WHAT IS EXPECTED ▸
The listing below should be printed exactly, every line of it. Skip the pictures.

DATA ROWS ▸

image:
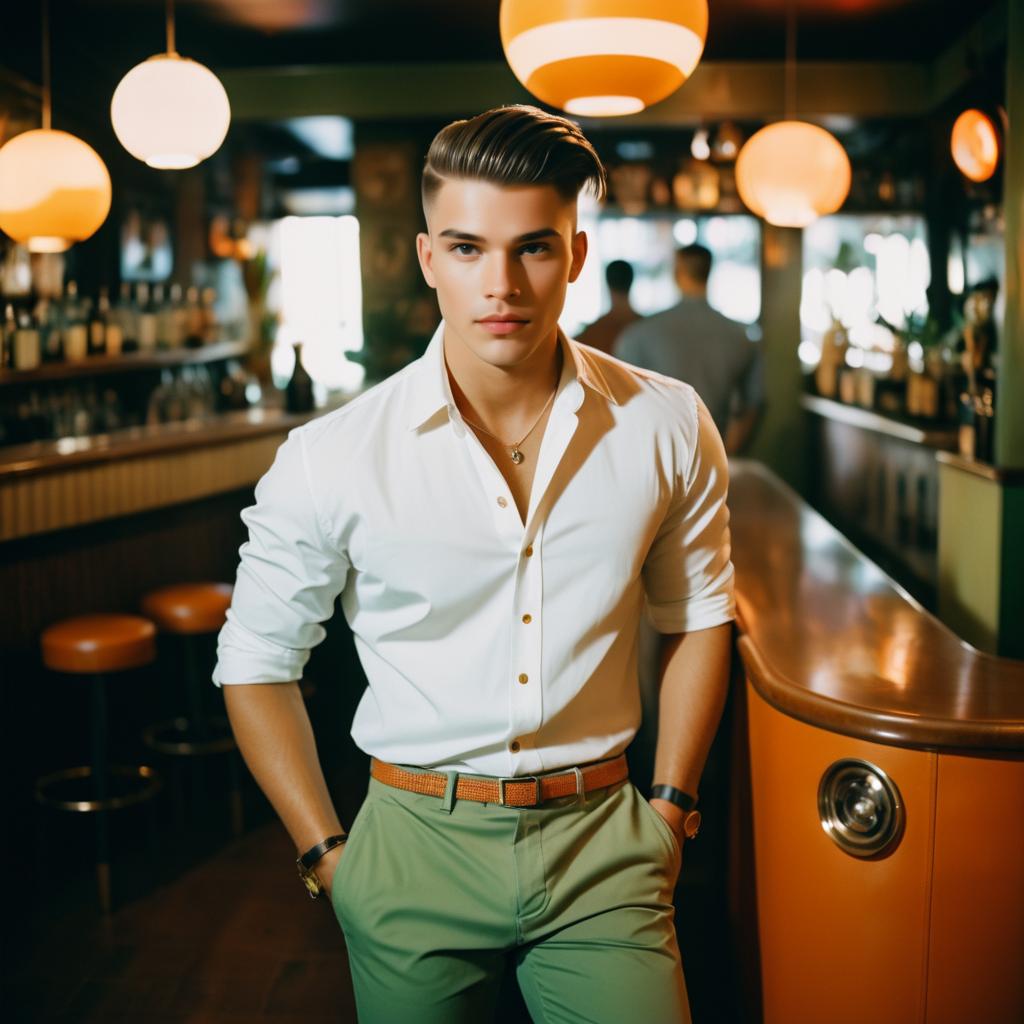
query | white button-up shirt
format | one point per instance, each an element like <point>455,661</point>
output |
<point>489,645</point>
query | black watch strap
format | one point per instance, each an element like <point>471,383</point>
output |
<point>312,855</point>
<point>674,796</point>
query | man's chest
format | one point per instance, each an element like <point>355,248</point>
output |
<point>440,521</point>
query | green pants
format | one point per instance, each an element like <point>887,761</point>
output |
<point>432,900</point>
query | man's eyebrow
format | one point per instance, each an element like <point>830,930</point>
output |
<point>544,232</point>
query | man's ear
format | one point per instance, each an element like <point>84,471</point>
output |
<point>580,248</point>
<point>425,254</point>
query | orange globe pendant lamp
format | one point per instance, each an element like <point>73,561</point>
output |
<point>170,112</point>
<point>603,57</point>
<point>975,145</point>
<point>54,188</point>
<point>793,172</point>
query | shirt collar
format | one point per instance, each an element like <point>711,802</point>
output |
<point>431,390</point>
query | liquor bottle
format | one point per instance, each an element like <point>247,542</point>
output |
<point>98,325</point>
<point>7,347</point>
<point>211,329</point>
<point>179,317</point>
<point>52,327</point>
<point>299,393</point>
<point>76,330</point>
<point>146,318</point>
<point>194,318</point>
<point>127,316</point>
<point>27,348</point>
<point>165,318</point>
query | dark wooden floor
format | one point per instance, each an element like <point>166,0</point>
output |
<point>211,929</point>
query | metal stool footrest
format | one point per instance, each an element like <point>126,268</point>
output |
<point>146,782</point>
<point>173,737</point>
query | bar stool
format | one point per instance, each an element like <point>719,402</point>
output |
<point>93,646</point>
<point>188,610</point>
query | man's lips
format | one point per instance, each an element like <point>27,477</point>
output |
<point>502,324</point>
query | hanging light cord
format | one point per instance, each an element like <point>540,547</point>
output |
<point>47,113</point>
<point>170,27</point>
<point>791,59</point>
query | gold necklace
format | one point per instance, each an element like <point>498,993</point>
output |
<point>514,453</point>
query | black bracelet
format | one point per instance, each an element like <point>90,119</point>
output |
<point>674,796</point>
<point>314,853</point>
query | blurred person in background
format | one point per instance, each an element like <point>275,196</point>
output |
<point>603,333</point>
<point>695,343</point>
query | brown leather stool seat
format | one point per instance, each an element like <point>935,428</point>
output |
<point>188,607</point>
<point>94,645</point>
<point>188,610</point>
<point>89,644</point>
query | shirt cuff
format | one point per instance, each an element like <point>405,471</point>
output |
<point>245,657</point>
<point>690,615</point>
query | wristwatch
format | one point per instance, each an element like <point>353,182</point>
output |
<point>305,862</point>
<point>691,822</point>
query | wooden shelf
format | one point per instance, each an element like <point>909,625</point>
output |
<point>99,366</point>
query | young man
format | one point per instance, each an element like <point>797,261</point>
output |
<point>494,516</point>
<point>695,343</point>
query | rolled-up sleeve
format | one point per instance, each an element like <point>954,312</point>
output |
<point>288,579</point>
<point>688,574</point>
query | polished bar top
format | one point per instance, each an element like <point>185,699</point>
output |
<point>942,438</point>
<point>70,453</point>
<point>827,638</point>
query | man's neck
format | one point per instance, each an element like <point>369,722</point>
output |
<point>502,397</point>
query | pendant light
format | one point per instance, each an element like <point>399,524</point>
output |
<point>170,112</point>
<point>603,57</point>
<point>975,145</point>
<point>54,188</point>
<point>793,172</point>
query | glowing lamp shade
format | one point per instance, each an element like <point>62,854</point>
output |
<point>792,172</point>
<point>54,189</point>
<point>170,112</point>
<point>975,145</point>
<point>603,57</point>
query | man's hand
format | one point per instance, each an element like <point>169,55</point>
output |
<point>674,815</point>
<point>326,866</point>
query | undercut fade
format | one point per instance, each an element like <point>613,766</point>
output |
<point>514,145</point>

IN RESPONSE ▸
image:
query | white button-up shirt
format | one point per instance, each an element like <point>455,661</point>
output |
<point>489,645</point>
query | black watch strap
format | one point per instance, each an element like <point>471,383</point>
output |
<point>312,855</point>
<point>674,796</point>
query | man's chest
format | one point per instance, each an element like <point>355,248</point>
output |
<point>440,521</point>
query | green pants
format | one point per instance, each an element like <point>887,761</point>
output |
<point>432,900</point>
query | man's eyebrow
format | one point per instance, each an element like <point>830,930</point>
output |
<point>544,232</point>
query | man's ear
format | one point per instance, each an element like <point>84,471</point>
output |
<point>580,248</point>
<point>425,254</point>
query | orange globe pendant lamp
format | one point per instance, each an element like <point>73,561</point>
output |
<point>170,112</point>
<point>603,57</point>
<point>975,145</point>
<point>54,188</point>
<point>793,172</point>
query | shirt collar
format | one point per instance, each an element like <point>711,802</point>
output |
<point>431,390</point>
query | liquor bottle
format | one point per instance, each an element like <point>247,542</point>
output |
<point>98,325</point>
<point>7,347</point>
<point>211,329</point>
<point>179,317</point>
<point>52,327</point>
<point>299,393</point>
<point>76,330</point>
<point>146,318</point>
<point>194,318</point>
<point>127,316</point>
<point>27,348</point>
<point>165,318</point>
query | dark wooden floor
format | one point per instance, each an element like <point>166,0</point>
output |
<point>211,929</point>
query | metal stool footrest
format | one point per instance, each an element like <point>126,268</point>
output |
<point>146,782</point>
<point>173,737</point>
query | bar stool
format | one point per instance, each an element like <point>719,402</point>
output |
<point>93,646</point>
<point>188,610</point>
query | man's lips
format | one point per instance, each an element like <point>27,477</point>
output |
<point>502,324</point>
query | hanging light cord
format | one point per instance, each an element like <point>540,547</point>
output |
<point>47,113</point>
<point>170,27</point>
<point>791,59</point>
query | gold necklace
format | one point per instance, each an element like <point>498,993</point>
output |
<point>514,453</point>
query | black bracelet
format | one point per instance, each an element like <point>90,119</point>
output |
<point>674,796</point>
<point>314,853</point>
query | blurred person in background
format | one point per instance, each an element like <point>275,196</point>
output |
<point>603,333</point>
<point>695,343</point>
query | brown leather stool seat
format | one point per instance, each an element like <point>935,428</point>
output |
<point>188,607</point>
<point>94,645</point>
<point>188,610</point>
<point>89,644</point>
query | shirt cuff
format | one point per instance, each an element like <point>405,471</point>
output |
<point>245,657</point>
<point>690,615</point>
query | wristwatch
format | one point per instance, each an element like <point>353,182</point>
output |
<point>305,862</point>
<point>691,822</point>
query | wooden shelf
format | one point per instance, each an element like <point>909,625</point>
output |
<point>99,366</point>
query | young man
format | one point per instance, each an element like <point>797,261</point>
output |
<point>494,516</point>
<point>695,343</point>
query | rolled-up sleeve
format | one point per instance, each an element like <point>954,312</point>
output |
<point>288,579</point>
<point>688,574</point>
query | polished bar top
format | one point per instance, each an element like <point>185,699</point>
output |
<point>942,438</point>
<point>70,453</point>
<point>827,638</point>
query | man's neck
format | one point per instance, each an element like <point>369,722</point>
output |
<point>502,397</point>
query | pendant light
format | one point per instance, each an element like <point>399,524</point>
output |
<point>170,112</point>
<point>603,57</point>
<point>975,145</point>
<point>54,188</point>
<point>793,172</point>
query | glowing lamp shade
format | one point per instance, each an element like <point>62,854</point>
output |
<point>792,172</point>
<point>54,189</point>
<point>170,112</point>
<point>975,145</point>
<point>603,57</point>
query | man's hand
format | one point per instance, each an element like <point>169,55</point>
output |
<point>674,815</point>
<point>326,866</point>
query | undercut fade
format | one point per instance, each an element like <point>613,766</point>
output |
<point>514,145</point>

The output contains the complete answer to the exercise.